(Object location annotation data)
▼

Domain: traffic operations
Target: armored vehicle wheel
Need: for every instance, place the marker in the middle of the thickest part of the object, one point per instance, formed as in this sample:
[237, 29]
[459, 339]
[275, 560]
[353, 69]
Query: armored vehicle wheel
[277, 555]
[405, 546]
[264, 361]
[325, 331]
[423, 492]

▲

▶ _The exercise_: Format every line of the data above as a JSON list of strings, one string per line, leaving out any blank lines.

▶ _Reply to the exercise_:
[
  "Domain: traffic operations",
  "Target: armored vehicle wheel",
  "Need: for every instance, place the marker in the middle of the thickest part of the object, one point per instance, formed as in this sample:",
  "[237, 29]",
  "[459, 339]",
  "[275, 560]",
  "[353, 69]",
  "Query: armored vehicle wheel",
  "[277, 555]",
  "[405, 546]",
  "[264, 361]",
  "[325, 331]",
  "[423, 492]"
]